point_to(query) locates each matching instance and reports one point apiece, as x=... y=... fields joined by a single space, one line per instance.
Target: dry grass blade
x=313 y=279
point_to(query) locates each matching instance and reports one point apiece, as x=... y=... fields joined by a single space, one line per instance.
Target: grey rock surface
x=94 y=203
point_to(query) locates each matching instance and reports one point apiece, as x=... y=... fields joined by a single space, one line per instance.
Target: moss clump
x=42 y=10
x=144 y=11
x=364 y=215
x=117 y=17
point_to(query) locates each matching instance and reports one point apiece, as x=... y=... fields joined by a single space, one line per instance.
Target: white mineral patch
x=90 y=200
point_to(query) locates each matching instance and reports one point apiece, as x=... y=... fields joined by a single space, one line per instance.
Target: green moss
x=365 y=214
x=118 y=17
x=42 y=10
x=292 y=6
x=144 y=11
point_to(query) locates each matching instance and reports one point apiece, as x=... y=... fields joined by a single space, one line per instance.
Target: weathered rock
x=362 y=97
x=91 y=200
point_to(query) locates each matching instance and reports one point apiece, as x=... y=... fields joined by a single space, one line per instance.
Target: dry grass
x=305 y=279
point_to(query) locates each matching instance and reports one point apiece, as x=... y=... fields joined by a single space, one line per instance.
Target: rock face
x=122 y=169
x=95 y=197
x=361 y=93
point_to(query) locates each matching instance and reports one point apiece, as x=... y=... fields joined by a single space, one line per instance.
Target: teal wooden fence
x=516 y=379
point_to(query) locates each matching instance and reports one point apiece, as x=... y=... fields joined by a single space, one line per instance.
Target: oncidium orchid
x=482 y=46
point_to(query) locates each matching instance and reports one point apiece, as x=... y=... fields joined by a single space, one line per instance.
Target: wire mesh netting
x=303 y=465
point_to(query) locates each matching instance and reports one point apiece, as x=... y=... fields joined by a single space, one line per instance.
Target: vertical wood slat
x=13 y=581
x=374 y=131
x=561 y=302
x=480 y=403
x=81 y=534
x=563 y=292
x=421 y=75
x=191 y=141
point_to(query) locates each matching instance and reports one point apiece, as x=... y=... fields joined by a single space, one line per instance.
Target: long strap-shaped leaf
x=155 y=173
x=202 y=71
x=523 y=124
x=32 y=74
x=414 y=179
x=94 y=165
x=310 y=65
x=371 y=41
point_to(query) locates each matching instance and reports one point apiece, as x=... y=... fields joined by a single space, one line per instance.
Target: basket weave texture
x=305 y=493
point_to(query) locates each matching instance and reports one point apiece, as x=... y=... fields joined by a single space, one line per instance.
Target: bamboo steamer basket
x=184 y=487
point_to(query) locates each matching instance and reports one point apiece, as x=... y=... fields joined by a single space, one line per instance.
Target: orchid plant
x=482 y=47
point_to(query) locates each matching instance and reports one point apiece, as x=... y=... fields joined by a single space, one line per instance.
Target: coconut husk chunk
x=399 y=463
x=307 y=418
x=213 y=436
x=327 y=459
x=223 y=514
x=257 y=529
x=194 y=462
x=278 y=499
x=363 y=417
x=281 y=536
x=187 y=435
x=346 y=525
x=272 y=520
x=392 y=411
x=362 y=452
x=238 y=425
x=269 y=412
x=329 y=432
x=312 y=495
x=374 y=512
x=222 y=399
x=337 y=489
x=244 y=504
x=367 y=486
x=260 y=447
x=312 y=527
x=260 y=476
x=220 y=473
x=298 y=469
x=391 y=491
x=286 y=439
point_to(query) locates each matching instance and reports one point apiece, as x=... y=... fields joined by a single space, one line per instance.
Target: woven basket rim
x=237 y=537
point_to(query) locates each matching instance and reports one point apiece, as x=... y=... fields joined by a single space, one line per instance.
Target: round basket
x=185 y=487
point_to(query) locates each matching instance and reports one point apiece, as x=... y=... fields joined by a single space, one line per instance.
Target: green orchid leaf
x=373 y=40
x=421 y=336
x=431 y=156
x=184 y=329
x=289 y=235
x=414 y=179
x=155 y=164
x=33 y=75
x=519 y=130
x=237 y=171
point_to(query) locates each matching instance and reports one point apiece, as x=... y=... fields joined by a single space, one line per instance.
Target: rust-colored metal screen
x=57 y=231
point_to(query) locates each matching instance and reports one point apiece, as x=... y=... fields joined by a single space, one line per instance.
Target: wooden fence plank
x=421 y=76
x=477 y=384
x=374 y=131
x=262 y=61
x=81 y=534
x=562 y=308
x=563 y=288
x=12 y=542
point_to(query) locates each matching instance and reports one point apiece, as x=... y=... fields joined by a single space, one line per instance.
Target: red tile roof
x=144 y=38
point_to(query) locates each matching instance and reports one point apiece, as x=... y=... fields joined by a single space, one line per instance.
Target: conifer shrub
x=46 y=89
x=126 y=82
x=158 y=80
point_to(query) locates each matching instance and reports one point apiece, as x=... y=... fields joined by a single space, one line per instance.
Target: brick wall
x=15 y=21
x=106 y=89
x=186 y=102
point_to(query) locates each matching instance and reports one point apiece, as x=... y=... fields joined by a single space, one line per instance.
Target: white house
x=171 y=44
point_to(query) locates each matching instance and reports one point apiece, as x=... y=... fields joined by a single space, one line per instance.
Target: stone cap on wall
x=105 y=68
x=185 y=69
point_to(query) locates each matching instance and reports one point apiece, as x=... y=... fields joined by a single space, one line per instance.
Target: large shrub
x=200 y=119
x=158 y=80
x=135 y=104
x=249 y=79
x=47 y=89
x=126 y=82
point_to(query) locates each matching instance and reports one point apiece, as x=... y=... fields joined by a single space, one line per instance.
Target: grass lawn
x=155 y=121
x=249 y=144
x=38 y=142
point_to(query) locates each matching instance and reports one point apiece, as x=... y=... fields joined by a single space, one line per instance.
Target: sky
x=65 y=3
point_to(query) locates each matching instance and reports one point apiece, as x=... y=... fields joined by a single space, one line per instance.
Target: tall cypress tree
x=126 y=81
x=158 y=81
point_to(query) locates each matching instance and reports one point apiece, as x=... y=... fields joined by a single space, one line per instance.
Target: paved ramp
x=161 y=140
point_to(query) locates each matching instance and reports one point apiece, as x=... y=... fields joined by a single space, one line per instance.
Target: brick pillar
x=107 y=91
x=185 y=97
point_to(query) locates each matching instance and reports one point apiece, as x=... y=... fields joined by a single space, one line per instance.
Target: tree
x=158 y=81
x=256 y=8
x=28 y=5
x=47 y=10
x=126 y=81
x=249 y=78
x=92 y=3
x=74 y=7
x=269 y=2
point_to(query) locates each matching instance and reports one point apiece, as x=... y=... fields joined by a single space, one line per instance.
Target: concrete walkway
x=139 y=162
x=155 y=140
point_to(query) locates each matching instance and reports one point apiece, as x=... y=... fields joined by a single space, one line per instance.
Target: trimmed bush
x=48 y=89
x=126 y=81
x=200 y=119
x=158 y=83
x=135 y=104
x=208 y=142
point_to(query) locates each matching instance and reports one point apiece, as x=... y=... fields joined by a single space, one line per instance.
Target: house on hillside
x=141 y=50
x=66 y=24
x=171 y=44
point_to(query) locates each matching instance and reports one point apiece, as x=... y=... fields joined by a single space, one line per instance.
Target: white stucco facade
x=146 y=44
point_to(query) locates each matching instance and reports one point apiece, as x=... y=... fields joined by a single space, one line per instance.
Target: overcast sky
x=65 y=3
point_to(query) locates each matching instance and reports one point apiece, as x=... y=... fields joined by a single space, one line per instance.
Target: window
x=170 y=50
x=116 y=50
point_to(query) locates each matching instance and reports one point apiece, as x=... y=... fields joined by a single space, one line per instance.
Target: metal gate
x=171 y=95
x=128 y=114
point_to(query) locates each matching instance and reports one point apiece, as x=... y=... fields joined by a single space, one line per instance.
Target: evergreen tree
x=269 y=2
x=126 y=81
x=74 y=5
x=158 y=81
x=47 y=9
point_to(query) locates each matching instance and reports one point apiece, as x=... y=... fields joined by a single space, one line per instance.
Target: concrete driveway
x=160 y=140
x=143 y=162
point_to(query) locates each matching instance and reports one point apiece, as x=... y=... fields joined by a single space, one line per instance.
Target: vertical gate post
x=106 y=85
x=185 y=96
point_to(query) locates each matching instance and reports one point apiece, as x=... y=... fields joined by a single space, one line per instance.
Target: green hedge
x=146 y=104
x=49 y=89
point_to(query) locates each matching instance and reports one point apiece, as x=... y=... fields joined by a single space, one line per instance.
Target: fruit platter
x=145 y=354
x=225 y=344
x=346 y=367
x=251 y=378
• • • • •
## REQUEST
Pull out every line in the records that contains the word "concrete", and copy each one without changes.

## RESULT OF THIS TASK
Target: concrete walkway
Target: concrete driveway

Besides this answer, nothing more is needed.